== DIRECTIONS ==
Copy every one of the rows below word for word, keeping their order.

== DATA EXTRACT ==

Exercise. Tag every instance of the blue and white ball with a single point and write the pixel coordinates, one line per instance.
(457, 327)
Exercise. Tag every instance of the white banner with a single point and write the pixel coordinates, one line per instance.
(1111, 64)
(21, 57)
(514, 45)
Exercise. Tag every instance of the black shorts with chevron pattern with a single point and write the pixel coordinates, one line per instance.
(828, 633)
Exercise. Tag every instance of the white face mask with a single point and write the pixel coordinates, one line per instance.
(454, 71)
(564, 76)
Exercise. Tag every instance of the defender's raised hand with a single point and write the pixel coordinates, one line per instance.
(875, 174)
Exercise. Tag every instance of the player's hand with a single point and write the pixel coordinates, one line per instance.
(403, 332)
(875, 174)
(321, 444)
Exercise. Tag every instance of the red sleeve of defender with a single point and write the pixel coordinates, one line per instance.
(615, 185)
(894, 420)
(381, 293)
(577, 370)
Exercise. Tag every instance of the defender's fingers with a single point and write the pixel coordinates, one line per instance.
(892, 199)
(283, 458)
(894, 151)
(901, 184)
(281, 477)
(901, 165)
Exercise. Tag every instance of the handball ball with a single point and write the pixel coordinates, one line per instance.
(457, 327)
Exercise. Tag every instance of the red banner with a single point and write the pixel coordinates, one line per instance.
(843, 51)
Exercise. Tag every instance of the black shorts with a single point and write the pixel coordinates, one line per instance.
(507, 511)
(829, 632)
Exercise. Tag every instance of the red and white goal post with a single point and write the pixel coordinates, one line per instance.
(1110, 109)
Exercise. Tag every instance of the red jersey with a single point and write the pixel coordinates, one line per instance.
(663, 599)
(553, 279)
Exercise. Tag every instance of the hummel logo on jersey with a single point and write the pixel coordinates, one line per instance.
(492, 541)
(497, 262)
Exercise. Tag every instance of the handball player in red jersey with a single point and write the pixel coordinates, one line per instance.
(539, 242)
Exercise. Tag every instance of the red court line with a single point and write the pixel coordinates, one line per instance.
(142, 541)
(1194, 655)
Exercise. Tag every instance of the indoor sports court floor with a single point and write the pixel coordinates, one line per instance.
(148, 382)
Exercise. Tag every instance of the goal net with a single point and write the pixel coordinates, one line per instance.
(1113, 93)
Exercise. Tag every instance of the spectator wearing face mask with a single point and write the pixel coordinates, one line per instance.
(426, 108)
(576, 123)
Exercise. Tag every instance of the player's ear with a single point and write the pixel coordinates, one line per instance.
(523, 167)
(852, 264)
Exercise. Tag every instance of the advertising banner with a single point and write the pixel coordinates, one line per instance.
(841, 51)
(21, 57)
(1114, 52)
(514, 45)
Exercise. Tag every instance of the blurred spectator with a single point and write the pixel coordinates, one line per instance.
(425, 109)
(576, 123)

== COMPLETED EXERCISE ==
Exercise. Tag every instance of the blue and white ball with a single point and write the pixel coordinates, one line per instance.
(457, 327)
Exercise. Tag every instance of the white banner with a single point and write the pixel coordinates, one line per instance.
(1111, 64)
(21, 57)
(514, 45)
Exercise. Tag every instance of the black shorts with chevron pattern with a single point and write the pixel coordinates, one line per instance.
(828, 633)
Exercise. Tag every instance of the white face mask with a single point and write the pixel coordinates, one line per instance.
(454, 71)
(564, 76)
Exercise. Tag every instance of the defender's raised hand with a single point and write the pixel coordinates, one line per instance.
(875, 174)
Exercise. Tag every instance of the player's hand with a single point and write the pixel coordinates, one line per instance.
(403, 332)
(875, 174)
(321, 444)
Exercise. Tag every instance of the red sleeve of defender with a single point and write the pixel coordinates, one line per instance.
(615, 185)
(894, 420)
(381, 293)
(577, 370)
Exercise. Tag every instance of the defender's fingers with a single point and write the pixel coordinates, one line per instance.
(892, 199)
(283, 458)
(894, 151)
(901, 184)
(281, 477)
(901, 165)
Exercise. Tag every instance of the handball ball with a single point and write the pixel coordinates, one line per instance.
(457, 327)
Exercise. Tag every instance of the red banner with a single point and write the pixel coordinates, one line per instance.
(843, 51)
Exercise. Tag every instance of the black shorts with a single point and write the pixel coordinates, one line per instance.
(507, 511)
(829, 632)
Exercise. Tag every instance of the red and white goal post with a single point and write the pixel coordinates, one line per instance.
(1110, 109)
Exercise. Tag every instance of the red jersey with a single point and write the pixel coordinates, one line per instance.
(663, 599)
(553, 279)
Exercise. Tag every instance of the hummel logo on jersey with a single point and write the pixel coordinates, one line per instance.
(492, 541)
(497, 262)
Exercise. Tag every instance of the handball player in red jersey with a single point and write the pixel coordinates, one line per instance.
(539, 242)
Exercise. Tag every instance of the red court line with a single point and write the pixel coordinates, one line per instance.
(142, 541)
(1194, 655)
Exercise. Tag every instance of the indoor sports court floor with a single point and write the pixel coordinates, one line per instance.
(148, 382)
Exercise. Tag every instance of the goal net with a single point and write the pixel coordinates, one line per instance.
(1113, 93)
Exercise. Tag every instance of the spectator wearing face mask with a single point and write the pixel coordinates, one line per instance.
(426, 108)
(576, 123)
Exercise. Tag every instance of the player's ear with a single point and write the pixel coordinates, one line per instance.
(523, 167)
(852, 264)
Exercise. Tag every instance of the advertising banner with a single point and write the pixel coordinates, one line per instance.
(841, 51)
(21, 57)
(1114, 52)
(514, 45)
Exercise. Tag every instance of the blurred spectator with a single point and write the pixel coordinates, one line per instance.
(425, 109)
(576, 123)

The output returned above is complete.